How to complete this task: Could you restate word for word every line from the one containing "Pick out each instance of the silver" to the end of the data below, pictures excluded?

(Image point grounding data)

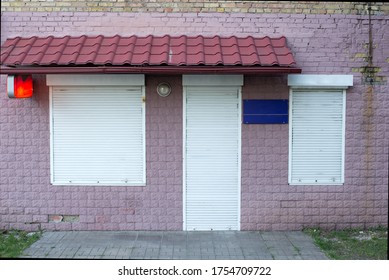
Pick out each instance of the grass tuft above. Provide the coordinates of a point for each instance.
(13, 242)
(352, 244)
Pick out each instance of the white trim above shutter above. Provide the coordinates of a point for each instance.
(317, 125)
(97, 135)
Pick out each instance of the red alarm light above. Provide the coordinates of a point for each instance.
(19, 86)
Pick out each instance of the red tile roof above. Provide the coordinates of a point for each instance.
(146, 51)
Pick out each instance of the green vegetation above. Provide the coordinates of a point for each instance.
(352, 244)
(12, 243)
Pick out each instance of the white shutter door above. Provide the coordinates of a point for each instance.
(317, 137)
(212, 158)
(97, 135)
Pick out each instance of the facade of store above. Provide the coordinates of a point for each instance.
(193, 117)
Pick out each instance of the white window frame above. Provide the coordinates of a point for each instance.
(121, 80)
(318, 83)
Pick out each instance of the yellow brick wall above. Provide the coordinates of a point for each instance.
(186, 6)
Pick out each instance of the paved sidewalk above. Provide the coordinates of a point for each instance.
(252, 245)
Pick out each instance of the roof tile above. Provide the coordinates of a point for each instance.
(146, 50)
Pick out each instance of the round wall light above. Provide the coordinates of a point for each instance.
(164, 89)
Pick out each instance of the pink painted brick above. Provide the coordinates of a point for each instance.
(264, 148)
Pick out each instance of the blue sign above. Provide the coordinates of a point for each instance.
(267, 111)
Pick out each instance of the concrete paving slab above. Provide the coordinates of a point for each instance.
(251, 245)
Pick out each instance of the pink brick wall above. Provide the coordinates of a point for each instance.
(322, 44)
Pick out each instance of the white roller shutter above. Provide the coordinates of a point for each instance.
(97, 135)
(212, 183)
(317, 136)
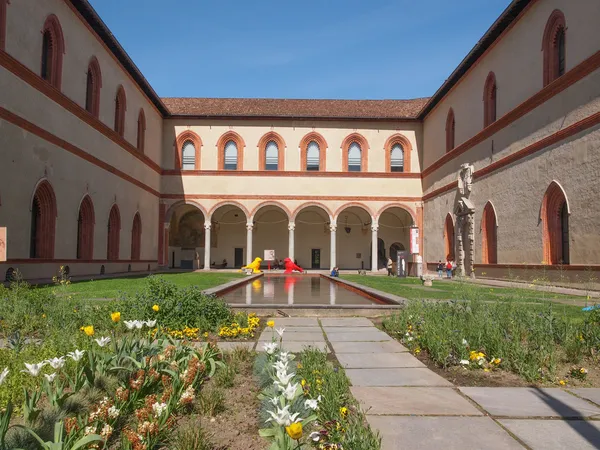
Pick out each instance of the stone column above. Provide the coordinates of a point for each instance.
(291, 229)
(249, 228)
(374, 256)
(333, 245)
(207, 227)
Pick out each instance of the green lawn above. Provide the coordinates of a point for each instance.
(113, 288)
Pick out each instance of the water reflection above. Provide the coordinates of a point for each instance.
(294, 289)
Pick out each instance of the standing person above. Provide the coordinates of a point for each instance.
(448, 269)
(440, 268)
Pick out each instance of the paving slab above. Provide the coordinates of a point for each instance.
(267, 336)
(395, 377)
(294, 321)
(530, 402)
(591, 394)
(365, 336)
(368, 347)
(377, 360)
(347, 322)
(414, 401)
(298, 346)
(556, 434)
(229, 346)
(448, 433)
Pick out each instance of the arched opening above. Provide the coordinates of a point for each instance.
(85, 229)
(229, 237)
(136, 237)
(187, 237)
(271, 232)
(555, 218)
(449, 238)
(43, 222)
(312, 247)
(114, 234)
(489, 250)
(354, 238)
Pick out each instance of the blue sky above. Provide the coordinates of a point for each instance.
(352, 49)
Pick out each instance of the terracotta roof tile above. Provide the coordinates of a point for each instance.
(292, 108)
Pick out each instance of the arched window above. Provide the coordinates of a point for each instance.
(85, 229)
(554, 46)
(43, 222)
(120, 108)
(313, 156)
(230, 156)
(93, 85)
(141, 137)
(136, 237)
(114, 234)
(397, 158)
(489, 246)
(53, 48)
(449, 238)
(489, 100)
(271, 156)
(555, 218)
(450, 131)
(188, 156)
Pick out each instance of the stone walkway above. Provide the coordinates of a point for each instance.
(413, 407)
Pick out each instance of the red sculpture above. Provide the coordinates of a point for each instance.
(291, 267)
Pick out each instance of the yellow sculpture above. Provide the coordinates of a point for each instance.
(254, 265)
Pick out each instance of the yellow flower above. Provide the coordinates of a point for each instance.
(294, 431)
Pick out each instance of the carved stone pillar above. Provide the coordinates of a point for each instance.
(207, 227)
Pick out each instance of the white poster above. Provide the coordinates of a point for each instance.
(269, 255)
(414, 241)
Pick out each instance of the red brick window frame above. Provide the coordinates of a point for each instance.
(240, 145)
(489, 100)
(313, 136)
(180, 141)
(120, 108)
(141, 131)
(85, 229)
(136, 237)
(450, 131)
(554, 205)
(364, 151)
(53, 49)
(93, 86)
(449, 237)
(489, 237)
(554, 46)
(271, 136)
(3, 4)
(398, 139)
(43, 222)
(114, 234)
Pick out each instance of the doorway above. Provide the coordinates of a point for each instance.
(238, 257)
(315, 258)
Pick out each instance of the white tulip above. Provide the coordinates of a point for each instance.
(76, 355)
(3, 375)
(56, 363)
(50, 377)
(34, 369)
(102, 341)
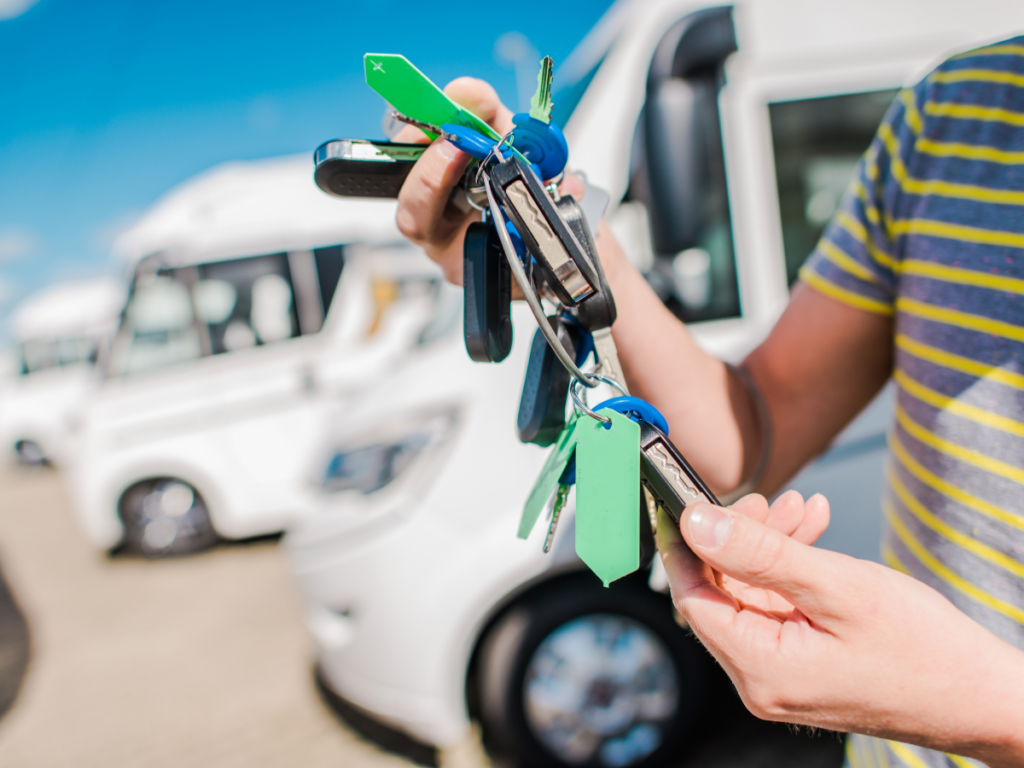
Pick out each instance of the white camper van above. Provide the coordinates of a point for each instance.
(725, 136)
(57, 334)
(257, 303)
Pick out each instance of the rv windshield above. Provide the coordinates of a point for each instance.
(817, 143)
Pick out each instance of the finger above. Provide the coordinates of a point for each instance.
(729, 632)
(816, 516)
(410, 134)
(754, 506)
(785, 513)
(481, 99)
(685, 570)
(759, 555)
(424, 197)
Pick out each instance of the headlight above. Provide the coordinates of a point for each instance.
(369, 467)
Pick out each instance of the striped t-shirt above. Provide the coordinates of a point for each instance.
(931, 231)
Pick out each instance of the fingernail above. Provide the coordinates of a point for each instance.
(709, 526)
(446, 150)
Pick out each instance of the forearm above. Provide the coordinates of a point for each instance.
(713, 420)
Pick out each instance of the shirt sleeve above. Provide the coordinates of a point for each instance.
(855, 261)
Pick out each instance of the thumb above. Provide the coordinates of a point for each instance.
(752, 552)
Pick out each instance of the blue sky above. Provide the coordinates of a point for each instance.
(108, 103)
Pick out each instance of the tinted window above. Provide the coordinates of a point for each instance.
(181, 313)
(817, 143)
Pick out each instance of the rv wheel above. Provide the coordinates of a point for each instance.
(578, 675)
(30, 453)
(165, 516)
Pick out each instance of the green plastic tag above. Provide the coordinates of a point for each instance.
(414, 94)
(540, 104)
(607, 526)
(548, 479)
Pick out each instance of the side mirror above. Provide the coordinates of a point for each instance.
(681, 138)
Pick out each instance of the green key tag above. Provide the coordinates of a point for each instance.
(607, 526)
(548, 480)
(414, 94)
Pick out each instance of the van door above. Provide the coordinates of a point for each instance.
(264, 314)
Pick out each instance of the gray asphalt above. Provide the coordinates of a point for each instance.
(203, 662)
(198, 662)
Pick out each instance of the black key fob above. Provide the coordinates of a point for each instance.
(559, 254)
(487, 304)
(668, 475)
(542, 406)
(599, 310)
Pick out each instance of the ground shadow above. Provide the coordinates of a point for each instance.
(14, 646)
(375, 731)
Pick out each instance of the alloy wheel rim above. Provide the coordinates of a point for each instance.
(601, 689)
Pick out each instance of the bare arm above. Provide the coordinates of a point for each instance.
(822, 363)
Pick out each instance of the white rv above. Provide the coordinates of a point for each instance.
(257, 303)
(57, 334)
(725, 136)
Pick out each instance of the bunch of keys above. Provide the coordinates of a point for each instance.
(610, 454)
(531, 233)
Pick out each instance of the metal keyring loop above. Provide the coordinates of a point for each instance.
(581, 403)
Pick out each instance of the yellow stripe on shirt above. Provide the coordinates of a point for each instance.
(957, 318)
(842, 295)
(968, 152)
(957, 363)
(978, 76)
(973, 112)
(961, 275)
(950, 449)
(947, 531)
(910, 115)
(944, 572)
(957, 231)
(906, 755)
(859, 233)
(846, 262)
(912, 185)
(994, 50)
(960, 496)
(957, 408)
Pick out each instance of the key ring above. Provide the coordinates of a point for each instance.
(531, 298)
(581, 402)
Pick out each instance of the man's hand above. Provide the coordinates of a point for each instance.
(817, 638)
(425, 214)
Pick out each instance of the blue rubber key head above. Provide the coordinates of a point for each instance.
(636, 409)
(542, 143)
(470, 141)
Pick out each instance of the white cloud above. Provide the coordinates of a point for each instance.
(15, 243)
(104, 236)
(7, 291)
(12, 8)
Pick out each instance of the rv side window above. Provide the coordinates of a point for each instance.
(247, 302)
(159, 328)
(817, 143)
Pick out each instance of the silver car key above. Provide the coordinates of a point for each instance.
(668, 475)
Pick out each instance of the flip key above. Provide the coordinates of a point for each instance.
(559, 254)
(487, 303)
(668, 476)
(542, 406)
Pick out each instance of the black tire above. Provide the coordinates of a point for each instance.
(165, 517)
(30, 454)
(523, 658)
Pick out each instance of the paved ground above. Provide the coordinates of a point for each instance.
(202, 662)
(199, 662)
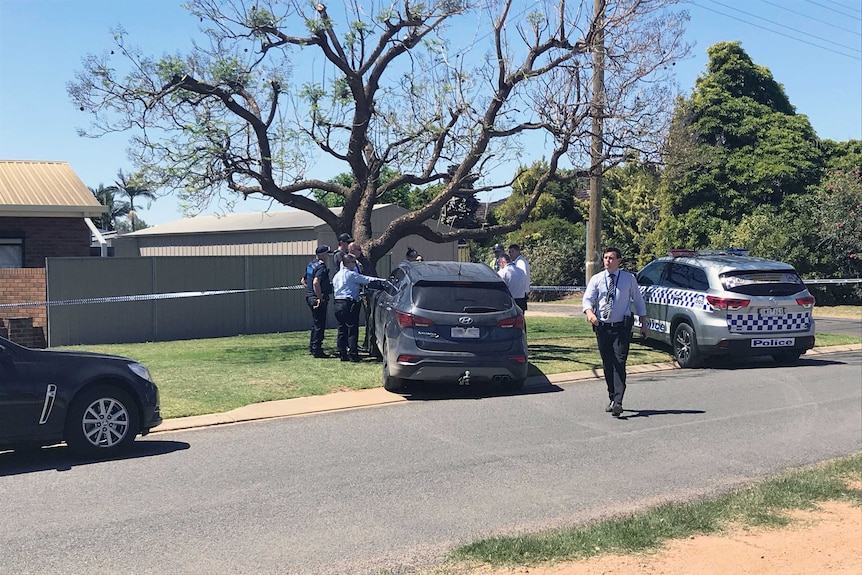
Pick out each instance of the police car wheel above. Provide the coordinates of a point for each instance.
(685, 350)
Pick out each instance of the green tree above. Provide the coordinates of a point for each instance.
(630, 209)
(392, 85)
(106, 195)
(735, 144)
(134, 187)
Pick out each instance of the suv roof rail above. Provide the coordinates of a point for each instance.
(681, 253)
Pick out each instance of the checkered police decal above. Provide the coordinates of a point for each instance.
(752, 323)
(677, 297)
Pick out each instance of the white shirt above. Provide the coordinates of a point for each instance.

Written response:
Pick out each instance of the silver car key above. Provide the coordinates of a point for each instance.
(668, 475)
Pick out each instance of the flip key above. Provide the coordinates of a point for each instance.
(559, 254)
(487, 303)
(668, 476)
(542, 406)
Pick out each instance of the black tire above. Provide the coordinates of a point for each instance.
(165, 517)
(30, 454)
(523, 658)
Pick out each instance of the paved ground above. Provide the coordinates of a point for each instance.
(202, 662)
(199, 662)
Pick out each instance of the police car wheel above. Provide the coordinates of a point for each instance.
(685, 350)
Pick out each instance of the green tree above. Provide the coordinates of a point for each instance.
(630, 209)
(392, 85)
(106, 195)
(735, 144)
(134, 187)
Pick out each instance of the suv roof rail above. Provide the coordinates of a point for each instance.
(681, 253)
Pick out each instance of the checkered police decal above. Provide the coordinates of a point for each instance.
(752, 323)
(677, 297)
Pick out each instance of the white shirt above. Provide the coordinates of a point for each instance.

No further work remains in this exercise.